*** DATA EXCERPTS ***

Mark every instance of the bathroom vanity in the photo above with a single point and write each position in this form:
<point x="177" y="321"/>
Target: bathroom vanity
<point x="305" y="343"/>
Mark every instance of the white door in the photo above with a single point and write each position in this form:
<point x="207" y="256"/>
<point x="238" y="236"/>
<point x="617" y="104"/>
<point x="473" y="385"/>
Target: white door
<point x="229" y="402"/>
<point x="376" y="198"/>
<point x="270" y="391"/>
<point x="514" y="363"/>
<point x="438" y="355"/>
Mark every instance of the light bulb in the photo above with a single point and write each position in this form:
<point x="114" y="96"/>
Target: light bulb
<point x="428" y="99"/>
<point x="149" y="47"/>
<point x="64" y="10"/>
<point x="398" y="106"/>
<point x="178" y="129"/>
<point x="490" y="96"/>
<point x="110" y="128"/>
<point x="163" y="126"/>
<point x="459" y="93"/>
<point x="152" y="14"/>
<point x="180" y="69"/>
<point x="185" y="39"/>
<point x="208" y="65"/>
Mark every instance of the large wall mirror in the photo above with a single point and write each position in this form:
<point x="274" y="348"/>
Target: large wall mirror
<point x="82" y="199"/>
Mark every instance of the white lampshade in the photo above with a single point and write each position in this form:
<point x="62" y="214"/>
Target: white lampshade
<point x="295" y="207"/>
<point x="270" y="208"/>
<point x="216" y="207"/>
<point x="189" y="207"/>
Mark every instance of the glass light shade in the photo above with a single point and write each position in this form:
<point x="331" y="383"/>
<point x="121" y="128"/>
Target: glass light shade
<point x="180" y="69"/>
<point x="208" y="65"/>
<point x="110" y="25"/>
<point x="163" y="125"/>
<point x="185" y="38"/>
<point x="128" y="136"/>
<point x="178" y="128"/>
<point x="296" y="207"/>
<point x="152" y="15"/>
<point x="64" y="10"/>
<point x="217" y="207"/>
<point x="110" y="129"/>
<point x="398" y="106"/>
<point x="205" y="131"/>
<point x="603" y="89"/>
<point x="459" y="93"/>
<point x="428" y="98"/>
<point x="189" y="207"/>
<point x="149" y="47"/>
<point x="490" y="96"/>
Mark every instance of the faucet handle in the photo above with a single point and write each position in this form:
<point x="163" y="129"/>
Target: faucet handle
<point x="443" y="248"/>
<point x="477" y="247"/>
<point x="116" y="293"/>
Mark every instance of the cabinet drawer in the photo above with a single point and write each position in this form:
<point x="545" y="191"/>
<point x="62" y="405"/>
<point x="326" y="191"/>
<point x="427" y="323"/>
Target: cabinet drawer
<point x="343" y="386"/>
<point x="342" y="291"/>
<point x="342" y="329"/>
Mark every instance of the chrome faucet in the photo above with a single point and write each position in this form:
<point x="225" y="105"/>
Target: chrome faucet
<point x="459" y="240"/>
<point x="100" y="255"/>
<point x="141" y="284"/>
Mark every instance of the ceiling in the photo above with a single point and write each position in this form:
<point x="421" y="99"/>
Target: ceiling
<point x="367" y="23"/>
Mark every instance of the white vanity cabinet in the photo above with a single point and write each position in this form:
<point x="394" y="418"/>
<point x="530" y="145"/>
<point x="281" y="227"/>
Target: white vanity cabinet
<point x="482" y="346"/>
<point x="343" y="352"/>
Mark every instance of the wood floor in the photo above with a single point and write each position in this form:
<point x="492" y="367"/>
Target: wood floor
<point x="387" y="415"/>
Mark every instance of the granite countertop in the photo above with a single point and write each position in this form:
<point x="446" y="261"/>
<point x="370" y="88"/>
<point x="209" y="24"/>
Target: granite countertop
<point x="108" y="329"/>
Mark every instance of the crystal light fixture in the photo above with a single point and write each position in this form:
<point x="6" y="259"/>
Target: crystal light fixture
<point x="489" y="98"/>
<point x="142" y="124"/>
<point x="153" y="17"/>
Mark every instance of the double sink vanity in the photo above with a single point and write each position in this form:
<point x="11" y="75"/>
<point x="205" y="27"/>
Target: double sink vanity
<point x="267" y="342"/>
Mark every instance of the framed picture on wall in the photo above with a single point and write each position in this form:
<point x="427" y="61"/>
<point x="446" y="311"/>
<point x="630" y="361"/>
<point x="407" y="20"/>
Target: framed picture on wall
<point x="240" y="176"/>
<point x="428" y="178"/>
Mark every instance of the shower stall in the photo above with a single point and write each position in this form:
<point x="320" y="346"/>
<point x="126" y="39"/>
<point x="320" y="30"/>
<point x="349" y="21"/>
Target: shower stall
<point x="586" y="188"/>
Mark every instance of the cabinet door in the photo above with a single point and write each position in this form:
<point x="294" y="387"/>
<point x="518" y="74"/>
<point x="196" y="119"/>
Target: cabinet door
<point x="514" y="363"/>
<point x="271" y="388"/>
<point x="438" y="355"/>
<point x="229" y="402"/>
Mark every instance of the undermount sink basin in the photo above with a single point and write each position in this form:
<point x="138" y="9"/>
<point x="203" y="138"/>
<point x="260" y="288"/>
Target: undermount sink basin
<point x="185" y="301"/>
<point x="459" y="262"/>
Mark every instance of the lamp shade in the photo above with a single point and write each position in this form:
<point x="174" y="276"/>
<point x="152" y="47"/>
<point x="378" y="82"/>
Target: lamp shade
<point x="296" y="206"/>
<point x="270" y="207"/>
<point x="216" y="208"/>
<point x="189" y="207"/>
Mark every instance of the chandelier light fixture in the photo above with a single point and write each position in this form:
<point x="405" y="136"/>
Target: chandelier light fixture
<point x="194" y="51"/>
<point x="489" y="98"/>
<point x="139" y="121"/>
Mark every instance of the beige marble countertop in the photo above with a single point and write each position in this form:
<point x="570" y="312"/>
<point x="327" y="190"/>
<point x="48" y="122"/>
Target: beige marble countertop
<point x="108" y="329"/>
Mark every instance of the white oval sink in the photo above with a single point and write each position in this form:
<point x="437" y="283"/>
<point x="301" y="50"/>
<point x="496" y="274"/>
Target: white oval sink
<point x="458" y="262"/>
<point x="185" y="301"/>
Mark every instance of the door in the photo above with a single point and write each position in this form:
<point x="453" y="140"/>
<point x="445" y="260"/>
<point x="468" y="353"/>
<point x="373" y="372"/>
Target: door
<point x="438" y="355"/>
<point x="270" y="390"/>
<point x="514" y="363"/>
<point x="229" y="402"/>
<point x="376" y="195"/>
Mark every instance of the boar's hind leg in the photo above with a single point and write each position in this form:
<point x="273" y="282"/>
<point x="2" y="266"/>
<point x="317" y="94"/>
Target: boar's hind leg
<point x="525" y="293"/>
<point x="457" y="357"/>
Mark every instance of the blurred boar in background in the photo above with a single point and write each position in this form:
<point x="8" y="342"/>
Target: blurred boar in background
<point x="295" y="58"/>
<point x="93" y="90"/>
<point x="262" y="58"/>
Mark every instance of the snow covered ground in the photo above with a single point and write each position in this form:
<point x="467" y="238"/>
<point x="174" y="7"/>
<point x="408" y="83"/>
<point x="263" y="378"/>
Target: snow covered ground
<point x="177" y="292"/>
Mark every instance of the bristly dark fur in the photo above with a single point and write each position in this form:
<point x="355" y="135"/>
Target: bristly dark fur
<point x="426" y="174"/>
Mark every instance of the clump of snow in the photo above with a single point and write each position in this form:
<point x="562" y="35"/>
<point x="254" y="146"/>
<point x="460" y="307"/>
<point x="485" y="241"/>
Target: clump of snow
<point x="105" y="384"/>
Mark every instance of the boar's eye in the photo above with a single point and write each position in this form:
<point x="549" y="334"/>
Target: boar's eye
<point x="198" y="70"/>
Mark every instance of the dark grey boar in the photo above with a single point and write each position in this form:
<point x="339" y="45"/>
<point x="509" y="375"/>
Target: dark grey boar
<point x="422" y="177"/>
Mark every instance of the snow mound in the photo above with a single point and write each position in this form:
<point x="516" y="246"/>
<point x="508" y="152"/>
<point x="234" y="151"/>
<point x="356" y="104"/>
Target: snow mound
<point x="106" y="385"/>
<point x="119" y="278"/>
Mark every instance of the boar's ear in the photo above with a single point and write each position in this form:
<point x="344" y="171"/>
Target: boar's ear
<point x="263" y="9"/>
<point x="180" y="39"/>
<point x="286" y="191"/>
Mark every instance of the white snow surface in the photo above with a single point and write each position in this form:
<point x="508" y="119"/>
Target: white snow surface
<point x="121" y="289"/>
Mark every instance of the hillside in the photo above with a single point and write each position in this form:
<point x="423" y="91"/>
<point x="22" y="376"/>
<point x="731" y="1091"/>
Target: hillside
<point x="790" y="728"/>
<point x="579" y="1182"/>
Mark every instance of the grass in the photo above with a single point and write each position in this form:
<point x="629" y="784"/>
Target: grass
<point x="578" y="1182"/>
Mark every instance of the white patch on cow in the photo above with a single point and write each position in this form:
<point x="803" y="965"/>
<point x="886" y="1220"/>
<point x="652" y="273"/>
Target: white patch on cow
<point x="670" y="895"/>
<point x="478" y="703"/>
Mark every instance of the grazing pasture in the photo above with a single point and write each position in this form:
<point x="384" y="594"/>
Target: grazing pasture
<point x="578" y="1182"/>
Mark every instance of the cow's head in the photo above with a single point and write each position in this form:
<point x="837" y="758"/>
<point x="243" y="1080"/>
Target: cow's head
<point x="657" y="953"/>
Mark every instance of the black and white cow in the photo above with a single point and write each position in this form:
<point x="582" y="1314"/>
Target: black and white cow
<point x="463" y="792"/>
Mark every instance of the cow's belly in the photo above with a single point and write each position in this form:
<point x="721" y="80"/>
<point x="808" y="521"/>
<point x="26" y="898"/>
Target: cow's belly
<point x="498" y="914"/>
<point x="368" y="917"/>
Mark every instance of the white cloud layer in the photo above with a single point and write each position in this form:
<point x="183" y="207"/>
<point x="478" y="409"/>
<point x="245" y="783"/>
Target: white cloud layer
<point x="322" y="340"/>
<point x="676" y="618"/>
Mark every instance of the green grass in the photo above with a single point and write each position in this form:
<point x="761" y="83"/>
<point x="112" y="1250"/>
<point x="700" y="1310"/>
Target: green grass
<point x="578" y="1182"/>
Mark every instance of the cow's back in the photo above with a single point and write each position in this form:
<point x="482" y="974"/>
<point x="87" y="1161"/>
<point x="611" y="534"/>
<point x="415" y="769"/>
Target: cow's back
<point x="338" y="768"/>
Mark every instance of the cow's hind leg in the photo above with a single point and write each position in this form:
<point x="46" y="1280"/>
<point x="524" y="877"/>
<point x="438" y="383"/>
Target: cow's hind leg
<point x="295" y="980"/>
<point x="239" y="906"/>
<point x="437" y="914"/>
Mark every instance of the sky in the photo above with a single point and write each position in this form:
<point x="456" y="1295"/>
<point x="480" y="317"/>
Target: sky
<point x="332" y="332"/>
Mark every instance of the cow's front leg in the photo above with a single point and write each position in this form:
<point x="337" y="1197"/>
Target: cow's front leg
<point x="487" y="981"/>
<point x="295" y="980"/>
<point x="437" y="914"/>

*** End of DATA EXCERPTS ***

*TASK GOAL:* Exactly the lines from the one containing "Target: sky" to the final line of the entries must be restated, and no others.

*SOLUTION TO THIS PROBLEM:*
Target: sky
<point x="332" y="332"/>
Mark every instance of the cow's front leg in the photo above with a single point and write each position in this form:
<point x="337" y="1197"/>
Target: cow's front leg
<point x="487" y="981"/>
<point x="295" y="980"/>
<point x="437" y="914"/>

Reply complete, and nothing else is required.